::: Source records

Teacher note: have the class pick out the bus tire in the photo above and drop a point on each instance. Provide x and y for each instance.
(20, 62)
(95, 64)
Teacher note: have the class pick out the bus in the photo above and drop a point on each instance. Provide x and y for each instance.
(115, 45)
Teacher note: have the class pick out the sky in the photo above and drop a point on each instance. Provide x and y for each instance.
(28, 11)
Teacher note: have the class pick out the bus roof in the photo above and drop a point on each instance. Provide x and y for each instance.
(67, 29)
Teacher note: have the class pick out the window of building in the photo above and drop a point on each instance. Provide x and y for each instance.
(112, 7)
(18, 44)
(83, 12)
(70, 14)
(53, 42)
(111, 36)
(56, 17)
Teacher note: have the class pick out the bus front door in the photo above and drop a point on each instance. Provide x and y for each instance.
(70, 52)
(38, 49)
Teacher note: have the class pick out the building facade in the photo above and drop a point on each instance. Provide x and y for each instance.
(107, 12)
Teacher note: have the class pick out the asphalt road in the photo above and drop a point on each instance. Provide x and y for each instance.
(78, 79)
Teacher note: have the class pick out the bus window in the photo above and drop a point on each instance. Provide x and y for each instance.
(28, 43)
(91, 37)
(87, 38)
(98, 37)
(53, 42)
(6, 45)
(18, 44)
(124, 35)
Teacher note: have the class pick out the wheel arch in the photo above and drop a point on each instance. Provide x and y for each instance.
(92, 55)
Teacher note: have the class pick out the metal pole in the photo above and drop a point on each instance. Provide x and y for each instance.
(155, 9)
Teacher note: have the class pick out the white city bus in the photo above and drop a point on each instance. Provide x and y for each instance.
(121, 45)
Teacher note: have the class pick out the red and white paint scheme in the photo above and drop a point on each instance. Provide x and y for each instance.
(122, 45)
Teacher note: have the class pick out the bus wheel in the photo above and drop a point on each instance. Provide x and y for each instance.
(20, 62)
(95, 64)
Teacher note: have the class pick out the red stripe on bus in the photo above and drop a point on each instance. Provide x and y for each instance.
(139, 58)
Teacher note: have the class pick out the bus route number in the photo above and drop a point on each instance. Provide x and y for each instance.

::::::

■ Exercise instructions
Reproduce the records above exactly, starting with the line that contains "Teacher note: have the class pick out the red and" and ending with the last line.

■ The reply
Teacher note: have the class pick out the red and white paint scheme in the photo above and drop a point on each instance. Provide x and y for each instance.
(122, 45)
Teacher note: have the class pick out the bus wheel in the photo above and drop a point on each instance. Provide x and y for each instance.
(20, 62)
(95, 64)
Teacher note: have the class pick out the red stripe on bus in the photo above and drop a point on each instance. Provide x and y for each instance.
(139, 58)
Teacher note: have the class pick out the bus route number in the photo above and drop a point on each instance. Provide x and y for each instance.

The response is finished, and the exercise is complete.